-- start QUOTED PASSAGE --

# Selling Valor



## Tracker (Mar 18, 2015)

I recently received this from Vintage Wings in Ottawa, Canada.

"Ladies and Gentlemen Aviators:

The slender thread that connects us with those members of our families who served in the Second World War is the only thing that keeps the memory of many alive. Today however, when the thread is broken, many of the mementos of this service - the log books, decorations, photographs and personal artifacts - end up sold on eBay, the priceless with a price tag, valour for sale. Click here to read more: http://www.vintagewings.ca/en-ca/home.aspx"

I must agree 100%. Here it is against the law to wear war (other) medals that were not earned by the owner. Why than should it be OK to sell these historic icons of bravery to others who would melt them down for their base metals or for others to hoard them away (unless a family member); they should be made available for the world to see and appreciate.

PLEASE do not destroy these artifacts!!


----------



## DerAdlerIstGelandet (Mar 18, 2015)

I have no problem with them being sold. I am a collector of WW2 Military artifacts. If they can't be sold, how do I get them?


----------



## pbehn (Mar 19, 2015)

The medals are the owners to keep or sell, a collector like Lord Ashcroft has my respect. He has the largest collection of Victoria crosses, they are on public display with information about the serviceman who was given the award. Also a BC veteran of the Dambusters raid sold his medals to finance the upkeep of the BC memorial, From the look of the guy and his history I would guess he could afford the cash himself but as I read it I was a way to respect his pals.


----------



## FLYBOYJ (Mar 19, 2015)

I too have no problem with them being bought and sold, as long as they are not worn or exploited.


----------



## pbehn (Mar 19, 2015)

We have our plonkers too, he was prosecuted under the military act 1955. What some plonker does in his own home is up to him, this idiot wore them at a rememberance service.

-- end QUOTED PASSAGE --
-- start DATA LINES --

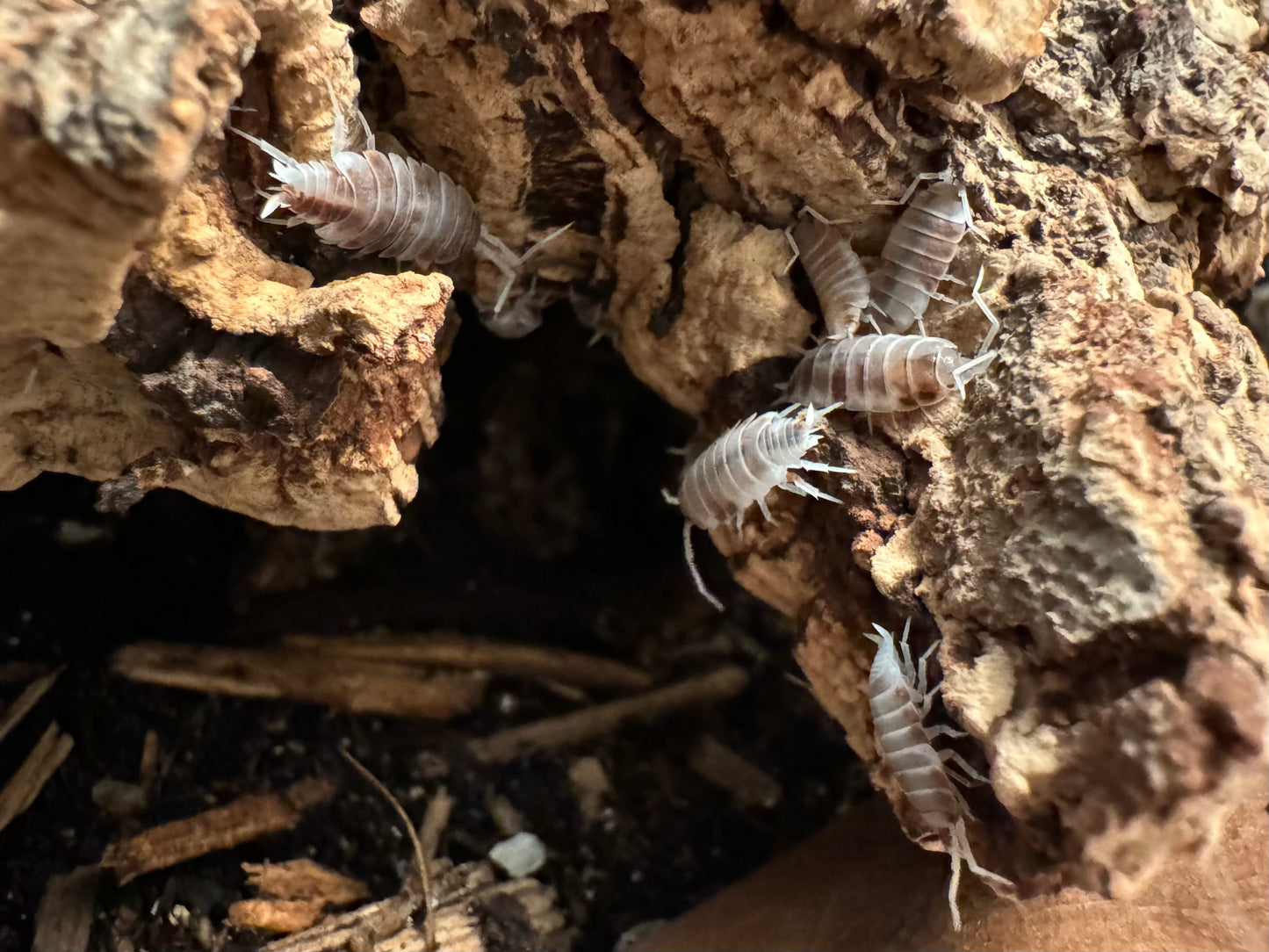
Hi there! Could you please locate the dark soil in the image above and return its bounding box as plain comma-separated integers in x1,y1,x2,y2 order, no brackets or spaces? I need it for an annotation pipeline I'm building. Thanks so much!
0,311,867,951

-- end DATA LINES --

■ SET EXERCISE: Rewrite the forum thread on selling war medals from "PLEASE do not" to "I get them?", and replace "artifacts" with "relics".

■ EXERCISE OUTPUT:
PLEASE do not destroy these relics!!


----------



## DerAdlerIstGelandet (Mar 18, 2015)

I have no problem with them being sold. I am a collector of WW2 Military relics. If they can't be sold, how do I get them?